### Entries supplied

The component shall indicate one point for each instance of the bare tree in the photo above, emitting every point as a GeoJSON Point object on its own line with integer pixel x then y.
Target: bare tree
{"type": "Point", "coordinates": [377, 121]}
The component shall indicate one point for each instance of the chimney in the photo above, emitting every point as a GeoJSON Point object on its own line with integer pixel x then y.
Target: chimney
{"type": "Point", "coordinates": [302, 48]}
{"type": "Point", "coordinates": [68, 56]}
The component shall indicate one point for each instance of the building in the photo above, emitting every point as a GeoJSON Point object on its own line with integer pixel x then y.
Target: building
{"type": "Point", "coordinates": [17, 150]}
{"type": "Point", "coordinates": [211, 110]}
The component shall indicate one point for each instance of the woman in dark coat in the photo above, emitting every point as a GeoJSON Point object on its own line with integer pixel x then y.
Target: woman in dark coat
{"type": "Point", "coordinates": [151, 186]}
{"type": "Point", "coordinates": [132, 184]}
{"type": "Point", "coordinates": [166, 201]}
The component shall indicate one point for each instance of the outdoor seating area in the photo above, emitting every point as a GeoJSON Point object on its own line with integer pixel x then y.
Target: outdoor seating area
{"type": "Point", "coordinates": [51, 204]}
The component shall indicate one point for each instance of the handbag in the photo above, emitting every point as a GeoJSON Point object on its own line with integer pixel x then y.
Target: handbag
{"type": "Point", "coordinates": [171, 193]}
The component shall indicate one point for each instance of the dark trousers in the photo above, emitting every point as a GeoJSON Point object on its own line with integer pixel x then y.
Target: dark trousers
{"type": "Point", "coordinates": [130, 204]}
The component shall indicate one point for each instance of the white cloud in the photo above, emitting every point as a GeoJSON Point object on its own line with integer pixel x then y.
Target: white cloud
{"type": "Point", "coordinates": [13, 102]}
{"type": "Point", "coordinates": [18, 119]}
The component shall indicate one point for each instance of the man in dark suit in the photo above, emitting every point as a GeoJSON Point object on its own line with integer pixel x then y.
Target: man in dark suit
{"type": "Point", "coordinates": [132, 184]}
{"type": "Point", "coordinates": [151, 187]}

######

# Goal:
Reproduce word for word the lines starting at the one that contains "of the dark" and ending with the last line of the rows.

# Complete response:
The component shall indicate one point for each instance of the dark trousers in the photo above, emitting every point as a GeoJSON Point object on its own line with integer pixel x then y.
Target: dark trousers
{"type": "Point", "coordinates": [130, 204]}
The component shall indicate one point for each instance of the white cloud in the photo above, emitting every point as a GeoJSON Point object on its own line with integer pixel x then y.
Target: white cloud
{"type": "Point", "coordinates": [13, 102]}
{"type": "Point", "coordinates": [18, 119]}
The component shall indicate one point for each instance of the man in dark suit in the photo above, emitting every point as a GeoJSON Point object on its own line with integer pixel x then y.
Target: man in dark suit
{"type": "Point", "coordinates": [132, 184]}
{"type": "Point", "coordinates": [151, 187]}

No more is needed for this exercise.